* What is expected: Rewrite the lines below as a numbered list, omitting any blank lines.

Point annotation records
──────────────────────────────
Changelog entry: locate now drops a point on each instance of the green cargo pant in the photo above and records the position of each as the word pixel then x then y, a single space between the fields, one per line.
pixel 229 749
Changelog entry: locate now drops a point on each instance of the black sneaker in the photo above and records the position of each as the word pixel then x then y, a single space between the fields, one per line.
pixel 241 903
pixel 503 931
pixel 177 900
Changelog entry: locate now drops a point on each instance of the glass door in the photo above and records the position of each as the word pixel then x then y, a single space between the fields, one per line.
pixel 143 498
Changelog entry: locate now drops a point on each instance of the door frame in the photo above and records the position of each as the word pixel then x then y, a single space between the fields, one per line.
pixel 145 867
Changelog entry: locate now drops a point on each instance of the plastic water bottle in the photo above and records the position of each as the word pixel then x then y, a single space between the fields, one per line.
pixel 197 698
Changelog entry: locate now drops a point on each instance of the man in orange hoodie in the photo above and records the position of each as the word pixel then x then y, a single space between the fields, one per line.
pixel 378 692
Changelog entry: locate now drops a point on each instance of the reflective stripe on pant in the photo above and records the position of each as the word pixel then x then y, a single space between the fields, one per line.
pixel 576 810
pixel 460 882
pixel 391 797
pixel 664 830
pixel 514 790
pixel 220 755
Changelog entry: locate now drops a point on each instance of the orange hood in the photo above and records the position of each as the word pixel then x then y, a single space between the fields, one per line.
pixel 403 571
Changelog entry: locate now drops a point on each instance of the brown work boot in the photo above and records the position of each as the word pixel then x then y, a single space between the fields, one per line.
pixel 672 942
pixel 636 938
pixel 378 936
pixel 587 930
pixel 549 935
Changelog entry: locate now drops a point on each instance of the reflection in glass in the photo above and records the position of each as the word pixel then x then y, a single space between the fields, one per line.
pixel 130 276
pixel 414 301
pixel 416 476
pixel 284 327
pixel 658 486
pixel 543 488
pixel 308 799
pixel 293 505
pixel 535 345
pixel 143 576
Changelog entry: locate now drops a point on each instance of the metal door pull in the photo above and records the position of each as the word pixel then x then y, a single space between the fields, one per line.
──────────────────────────────
* Finished answer:
1. Changelog entry: locate now drops a point on each instance of the green cargo pant in the photo above and records the position of each as the word pixel then x then y, a single space between the fields, one per line.
2. pixel 229 749
3. Changelog entry: locate now drops a point on each instance of the black sneaker in the photo above and records the position of each as the word pixel then x then y, a single space between the fields, one per line.
4. pixel 241 903
5. pixel 503 931
6. pixel 177 900
7. Changelog entry: locate now drops a point on each instance of the glass door in the photo above and records the position of each as the word pixel then x then y, a single space between the fields, one per line.
8. pixel 143 498
9. Changelog entry: locate now drops a point on each instance of the door frame in the photo above and records the position of each as the word pixel then x then y, a single space between the fields, one per line.
10. pixel 145 867
11. Changelog entry: locate now drops a point on each instance of the plastic water bottle in the photo above and records the position of each as the word pixel then x then y, a single space between the fields, one per line.
12. pixel 197 698
13. Changelog entry: locate now drops a point on each instance of the man in orange hoodie in the photo above and records the position of each as the word pixel then x then y, a single space between the fields, one per line.
14. pixel 378 692
15. Changelog entry: locate now drops a point on each instance of the reflective stripe on pant in the photo above and records the position of each as the word pixel then x then y, a single space between the fields, one per line.
16. pixel 576 810
17. pixel 460 882
18. pixel 391 797
19. pixel 664 830
20. pixel 514 790
21. pixel 220 755
22. Changelog entry: locate now drops a point on each instance of the orange hood in the photo above and records the position of each as the word pixel then x then y, a single space between the fields, one per line.
23. pixel 403 571
24. Changelog entry: locate now drops a point on each instance of the brown work boot in the photo above and records the position of each as the word pixel then x then y, a single space between the fields, one per line.
25. pixel 672 942
26. pixel 636 938
27. pixel 378 936
28. pixel 587 930
29. pixel 549 935
30. Changelog entry: locate now drops a point on each instance of the reflection in glass in the photo above and records the position of each as the word pixel then x then y, a single space between the fields, one per line.
31. pixel 130 276
32. pixel 414 301
33. pixel 416 476
34. pixel 284 327
35. pixel 658 486
36. pixel 543 488
37. pixel 308 799
38. pixel 293 505
39. pixel 535 345
40. pixel 143 576
41. Changelog entry: locate now drops a point on each instance of the metal door pull in the photo above and records the position of each as the word pixel then x then y, a single space between the fields, one per line.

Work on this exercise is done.